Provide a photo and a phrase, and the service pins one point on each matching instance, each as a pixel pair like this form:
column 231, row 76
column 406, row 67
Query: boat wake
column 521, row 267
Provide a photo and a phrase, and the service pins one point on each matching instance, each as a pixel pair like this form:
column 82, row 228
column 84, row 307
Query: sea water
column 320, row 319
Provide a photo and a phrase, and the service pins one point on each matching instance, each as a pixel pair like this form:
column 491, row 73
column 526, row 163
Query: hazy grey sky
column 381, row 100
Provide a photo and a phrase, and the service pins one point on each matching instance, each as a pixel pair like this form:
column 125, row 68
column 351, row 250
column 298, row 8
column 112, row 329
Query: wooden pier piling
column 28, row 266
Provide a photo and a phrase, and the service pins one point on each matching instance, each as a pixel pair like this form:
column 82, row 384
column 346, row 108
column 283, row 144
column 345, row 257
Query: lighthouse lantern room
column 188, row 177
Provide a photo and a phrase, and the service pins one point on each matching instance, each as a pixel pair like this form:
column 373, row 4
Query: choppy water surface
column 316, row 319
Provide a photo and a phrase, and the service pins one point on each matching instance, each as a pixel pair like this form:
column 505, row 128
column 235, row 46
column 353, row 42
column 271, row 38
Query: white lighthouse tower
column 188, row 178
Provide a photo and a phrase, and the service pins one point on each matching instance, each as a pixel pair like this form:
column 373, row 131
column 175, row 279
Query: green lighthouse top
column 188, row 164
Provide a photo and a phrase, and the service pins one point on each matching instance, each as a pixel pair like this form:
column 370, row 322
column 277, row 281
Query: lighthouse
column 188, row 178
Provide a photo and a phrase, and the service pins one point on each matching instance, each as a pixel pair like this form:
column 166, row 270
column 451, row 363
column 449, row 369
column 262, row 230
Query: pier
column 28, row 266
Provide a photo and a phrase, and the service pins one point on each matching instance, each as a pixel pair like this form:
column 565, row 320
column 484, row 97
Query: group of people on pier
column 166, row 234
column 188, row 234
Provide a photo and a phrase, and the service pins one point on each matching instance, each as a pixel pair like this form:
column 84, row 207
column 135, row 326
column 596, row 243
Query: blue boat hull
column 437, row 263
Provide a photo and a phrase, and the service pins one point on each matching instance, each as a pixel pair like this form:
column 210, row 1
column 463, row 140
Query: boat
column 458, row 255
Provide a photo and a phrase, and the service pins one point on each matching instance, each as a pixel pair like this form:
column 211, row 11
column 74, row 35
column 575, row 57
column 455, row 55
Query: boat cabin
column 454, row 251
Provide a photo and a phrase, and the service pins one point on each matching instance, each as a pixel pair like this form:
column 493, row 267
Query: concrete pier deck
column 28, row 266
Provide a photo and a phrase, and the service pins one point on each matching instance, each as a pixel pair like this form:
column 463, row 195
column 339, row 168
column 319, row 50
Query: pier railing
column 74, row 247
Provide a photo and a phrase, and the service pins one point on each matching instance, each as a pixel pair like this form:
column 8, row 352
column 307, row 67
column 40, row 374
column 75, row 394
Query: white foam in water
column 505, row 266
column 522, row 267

--------------------------------------------------

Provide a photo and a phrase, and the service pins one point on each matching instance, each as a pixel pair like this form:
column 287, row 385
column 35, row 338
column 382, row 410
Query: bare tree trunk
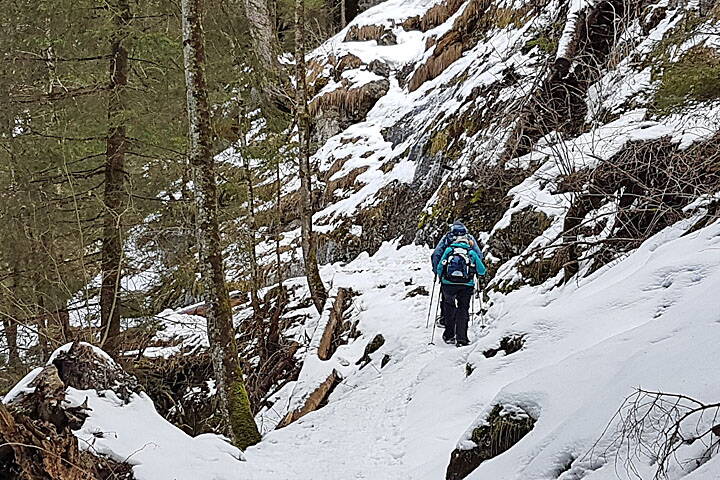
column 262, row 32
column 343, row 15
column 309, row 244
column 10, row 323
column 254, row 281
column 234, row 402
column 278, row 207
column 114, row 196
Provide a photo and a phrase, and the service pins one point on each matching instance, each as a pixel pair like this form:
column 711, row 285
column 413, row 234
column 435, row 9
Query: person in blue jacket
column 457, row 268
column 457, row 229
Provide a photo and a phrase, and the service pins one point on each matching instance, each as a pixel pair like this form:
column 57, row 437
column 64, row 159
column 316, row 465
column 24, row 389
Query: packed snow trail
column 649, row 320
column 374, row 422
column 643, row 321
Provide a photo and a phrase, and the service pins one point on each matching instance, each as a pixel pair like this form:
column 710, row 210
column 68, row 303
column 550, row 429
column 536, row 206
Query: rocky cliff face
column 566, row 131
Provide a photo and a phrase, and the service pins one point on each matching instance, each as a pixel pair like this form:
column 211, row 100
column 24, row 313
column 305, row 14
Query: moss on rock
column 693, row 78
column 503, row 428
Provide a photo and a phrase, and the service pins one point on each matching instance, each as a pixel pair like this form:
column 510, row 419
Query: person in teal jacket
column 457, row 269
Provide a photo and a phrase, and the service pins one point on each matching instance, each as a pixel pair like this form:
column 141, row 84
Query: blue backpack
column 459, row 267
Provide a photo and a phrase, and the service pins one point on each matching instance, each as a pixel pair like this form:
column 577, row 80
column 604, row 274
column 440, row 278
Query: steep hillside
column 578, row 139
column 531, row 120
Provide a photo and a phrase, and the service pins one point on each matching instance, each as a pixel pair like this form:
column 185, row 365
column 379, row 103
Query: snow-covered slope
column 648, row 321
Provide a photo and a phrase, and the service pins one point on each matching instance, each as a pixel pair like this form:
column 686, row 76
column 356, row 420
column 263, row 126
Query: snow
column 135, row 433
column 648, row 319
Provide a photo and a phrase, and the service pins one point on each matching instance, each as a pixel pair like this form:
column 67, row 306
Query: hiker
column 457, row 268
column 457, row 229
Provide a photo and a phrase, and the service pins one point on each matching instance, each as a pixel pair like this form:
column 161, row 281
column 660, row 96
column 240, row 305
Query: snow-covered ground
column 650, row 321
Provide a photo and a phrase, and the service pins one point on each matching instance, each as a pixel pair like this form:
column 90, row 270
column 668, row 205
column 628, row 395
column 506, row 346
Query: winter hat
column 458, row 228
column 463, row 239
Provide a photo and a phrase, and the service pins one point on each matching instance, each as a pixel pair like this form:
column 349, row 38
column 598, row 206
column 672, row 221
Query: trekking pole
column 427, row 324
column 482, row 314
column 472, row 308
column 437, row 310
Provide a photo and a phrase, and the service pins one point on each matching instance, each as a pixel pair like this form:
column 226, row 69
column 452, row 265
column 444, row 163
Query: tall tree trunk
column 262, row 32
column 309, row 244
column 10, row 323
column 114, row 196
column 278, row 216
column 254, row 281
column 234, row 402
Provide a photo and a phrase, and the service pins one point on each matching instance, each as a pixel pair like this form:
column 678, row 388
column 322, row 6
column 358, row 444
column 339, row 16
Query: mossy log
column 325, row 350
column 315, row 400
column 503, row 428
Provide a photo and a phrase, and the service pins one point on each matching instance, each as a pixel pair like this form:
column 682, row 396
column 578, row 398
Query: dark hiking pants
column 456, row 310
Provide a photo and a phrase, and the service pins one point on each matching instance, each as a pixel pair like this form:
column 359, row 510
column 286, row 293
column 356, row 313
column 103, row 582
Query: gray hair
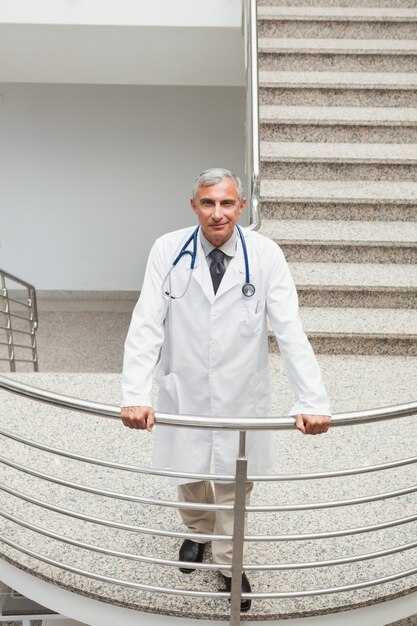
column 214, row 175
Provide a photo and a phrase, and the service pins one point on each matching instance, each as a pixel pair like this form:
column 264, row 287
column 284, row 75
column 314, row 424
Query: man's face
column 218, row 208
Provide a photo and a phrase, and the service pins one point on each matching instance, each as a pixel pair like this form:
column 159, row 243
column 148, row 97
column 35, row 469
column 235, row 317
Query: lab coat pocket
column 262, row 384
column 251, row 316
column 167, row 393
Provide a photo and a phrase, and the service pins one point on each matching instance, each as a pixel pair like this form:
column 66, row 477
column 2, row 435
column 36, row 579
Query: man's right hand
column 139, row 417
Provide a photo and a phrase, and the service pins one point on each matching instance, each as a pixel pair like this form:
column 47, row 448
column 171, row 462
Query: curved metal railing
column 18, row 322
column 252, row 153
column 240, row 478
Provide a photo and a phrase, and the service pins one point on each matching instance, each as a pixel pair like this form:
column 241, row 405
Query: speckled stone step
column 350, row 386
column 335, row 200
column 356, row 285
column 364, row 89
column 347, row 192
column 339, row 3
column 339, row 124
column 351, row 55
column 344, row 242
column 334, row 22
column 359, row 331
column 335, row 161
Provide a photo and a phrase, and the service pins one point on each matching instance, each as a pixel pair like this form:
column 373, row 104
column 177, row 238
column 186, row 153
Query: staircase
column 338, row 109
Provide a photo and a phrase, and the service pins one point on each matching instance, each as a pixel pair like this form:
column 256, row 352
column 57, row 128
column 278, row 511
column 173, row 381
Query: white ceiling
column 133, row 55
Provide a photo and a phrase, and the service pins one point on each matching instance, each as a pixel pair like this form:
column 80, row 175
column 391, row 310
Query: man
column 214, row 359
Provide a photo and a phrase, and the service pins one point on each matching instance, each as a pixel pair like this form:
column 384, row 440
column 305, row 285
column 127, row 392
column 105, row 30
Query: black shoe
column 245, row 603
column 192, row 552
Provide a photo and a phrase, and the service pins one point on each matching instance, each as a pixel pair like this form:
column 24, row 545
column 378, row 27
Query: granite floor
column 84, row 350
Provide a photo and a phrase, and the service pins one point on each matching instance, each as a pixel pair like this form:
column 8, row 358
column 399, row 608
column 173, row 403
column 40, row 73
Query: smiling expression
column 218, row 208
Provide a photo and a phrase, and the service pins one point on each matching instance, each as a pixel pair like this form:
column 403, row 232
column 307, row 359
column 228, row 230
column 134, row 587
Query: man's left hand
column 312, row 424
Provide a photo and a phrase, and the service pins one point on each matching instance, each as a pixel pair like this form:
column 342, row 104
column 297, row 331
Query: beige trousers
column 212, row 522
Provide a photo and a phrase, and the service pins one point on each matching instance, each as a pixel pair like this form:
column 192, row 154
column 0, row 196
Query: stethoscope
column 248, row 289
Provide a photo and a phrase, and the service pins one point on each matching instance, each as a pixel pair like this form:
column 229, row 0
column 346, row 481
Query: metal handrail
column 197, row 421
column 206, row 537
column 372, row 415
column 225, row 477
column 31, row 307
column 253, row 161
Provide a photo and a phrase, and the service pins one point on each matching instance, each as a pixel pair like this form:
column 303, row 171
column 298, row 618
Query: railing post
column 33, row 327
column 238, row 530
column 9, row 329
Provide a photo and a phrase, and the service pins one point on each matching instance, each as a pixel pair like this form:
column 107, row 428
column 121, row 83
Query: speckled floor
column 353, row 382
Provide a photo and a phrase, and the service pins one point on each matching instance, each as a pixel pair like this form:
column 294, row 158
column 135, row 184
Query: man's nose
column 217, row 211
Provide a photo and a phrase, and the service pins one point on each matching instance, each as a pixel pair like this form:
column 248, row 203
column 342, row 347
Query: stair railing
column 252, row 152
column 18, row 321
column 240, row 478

--------------------------------------------------

> _DIRECTIVE_: Count the lines above that contain the string "pier". Reply with the number alone.

> _SOLVED PROBLEM_: 5